To do:
• A. Which D&D character classes are named in the forum discussion about sorcerers and warlocks?
• B. Continue the forum discussion about sorcerers and warlocks from its final quoted post.

Source extract:
[Start of section]

I disagree. It just matters which sort of mechanics best reflect the concept, and warlock mechanics better reflect the fluff of the sorcerer than the actual sorcerer mechanics do.
No they don't - but sorcerer mechanics with a decent subclass (plus metamagic) better reflects the fluff of the wizard better than the actual wizard mechanics you can't put in a subclass do.

The sorcerer has a much broader base of exploration; the warlock is either more of a monomaniac or more power levelled.
 

Thing is, at introduction, the Sorcerer and Warlock were dramatically differentiated by their respecitive magic systems. Sorcerers were spontaneous, Warlocks were at-will. Both huge things in a game that had been using "but only 1 time a day" as a fig-leaf to cover how crazy spells were, it's whole existence.

So, 4e gave everyone at wills, and 5e kept them for full casters, and 5e also made all full casters cast spontaneously. So, Sorcerer, Warlock, why are you here again? :unsure: For that matter, no-longer-Vancian wizard....
I'm trying to turn over a new leaf in my anti-5e position.

You are not helping. ;)
 

No they don't - but sorcerer mechanics with a decent subclass (plus metamagic) better reflects the fluff of the wizard better than the actual wizard mechanics you can't put in a subclass do.

The sorcerer has a much broader base of exploration; the warlock is either more of a monomaniac or more power levelled.
True - give wizard the sorcerer metamagic feature and spell points.
 


A cleric of Cthulhu would need to be part of an organised religion - and clerics are to do with churches - especially when the god doesn't speak directly.
Technically you can't be a cleric of Cthulhu or any GOO in D&D.

GOOs are aberrant to the normal dimensions and thus cannot exist in it long enough to gain divine ranks to grant divine spells.

Basically if someone is a cleric of Cthulhu that means Cthulhu is on a plane directly connected to the Material plane meaning Oh No Bad Times.

Warlock is the strongest connection one can have with a Far Realm being of true power.
 

A cleric of Cthulhu would need to be part of an organised religion - and clerics are to do with churches - especially when the god doesn't speak directly.

[End of section]

Material supplied:
[Start of section]

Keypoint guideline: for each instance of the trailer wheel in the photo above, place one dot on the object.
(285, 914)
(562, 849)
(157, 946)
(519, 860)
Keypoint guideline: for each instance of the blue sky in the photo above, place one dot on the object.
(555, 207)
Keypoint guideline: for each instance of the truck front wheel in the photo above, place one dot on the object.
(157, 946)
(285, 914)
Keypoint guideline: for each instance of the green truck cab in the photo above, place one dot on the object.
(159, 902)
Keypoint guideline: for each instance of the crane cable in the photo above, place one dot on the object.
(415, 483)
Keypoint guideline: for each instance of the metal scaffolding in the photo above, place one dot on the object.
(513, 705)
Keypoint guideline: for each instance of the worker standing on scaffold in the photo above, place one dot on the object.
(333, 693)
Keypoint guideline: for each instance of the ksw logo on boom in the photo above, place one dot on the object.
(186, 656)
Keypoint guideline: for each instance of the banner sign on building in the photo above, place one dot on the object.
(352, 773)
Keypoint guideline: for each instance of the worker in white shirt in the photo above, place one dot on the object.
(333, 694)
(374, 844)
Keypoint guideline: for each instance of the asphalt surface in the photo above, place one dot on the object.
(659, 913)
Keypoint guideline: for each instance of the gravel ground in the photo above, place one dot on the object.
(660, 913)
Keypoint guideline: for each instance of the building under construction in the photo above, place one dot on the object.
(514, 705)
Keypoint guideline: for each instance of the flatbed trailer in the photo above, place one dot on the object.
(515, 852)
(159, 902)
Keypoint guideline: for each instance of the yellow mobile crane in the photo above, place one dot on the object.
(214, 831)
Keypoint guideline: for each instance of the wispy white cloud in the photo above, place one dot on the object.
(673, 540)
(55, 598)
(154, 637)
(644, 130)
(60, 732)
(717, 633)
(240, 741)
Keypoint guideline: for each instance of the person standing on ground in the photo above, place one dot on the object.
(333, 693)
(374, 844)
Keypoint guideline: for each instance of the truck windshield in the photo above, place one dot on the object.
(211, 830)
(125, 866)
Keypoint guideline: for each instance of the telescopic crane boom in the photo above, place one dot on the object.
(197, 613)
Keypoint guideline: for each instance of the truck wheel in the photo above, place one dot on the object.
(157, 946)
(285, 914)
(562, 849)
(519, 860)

[End of section]

Results for the exercise:
• A. Sorcerer, warlock, wizard, cleric

• B.
So a hermit priest of Pelor is a warlock, not a cleric? Why does what sort of organisation you belong affect the metaphysics of your magic?

That's not good enough for me, that's the issue.

Because the gifts for a warlock are personalised while the cleric's are standard packages given to the rest of the class as well.
Then why their magic works completely differntly then? At most I'd imagine this resulting warlock hawing slightly more personalised spelllist compared to the cleric.

And the cleric has gentler, healier magic rather than rips open rifts to cause Hunger of Hadar
Why?

Because not everything is similar.
But those methods are similar to the other classes.

Buh-bye wizard. There's nothing special about getting your power from books and learning that isn't 100% covered by the possibilities in sorcerer.
Sure, if you interpret sorcerer broadly enough, i.e. "has magic somehow." But that's really not what sorcerers are about, they're about intuitive innate magic that is part of their being.

But it is not the job of D&D to answer all possible metaphysical questions. Answering enough practical ones is hard enough.
Practical questions should be informed by the underlying concepts that the mechnics are attempting to represent. If you don't know what you're even trying to represent the end result will be incoherent.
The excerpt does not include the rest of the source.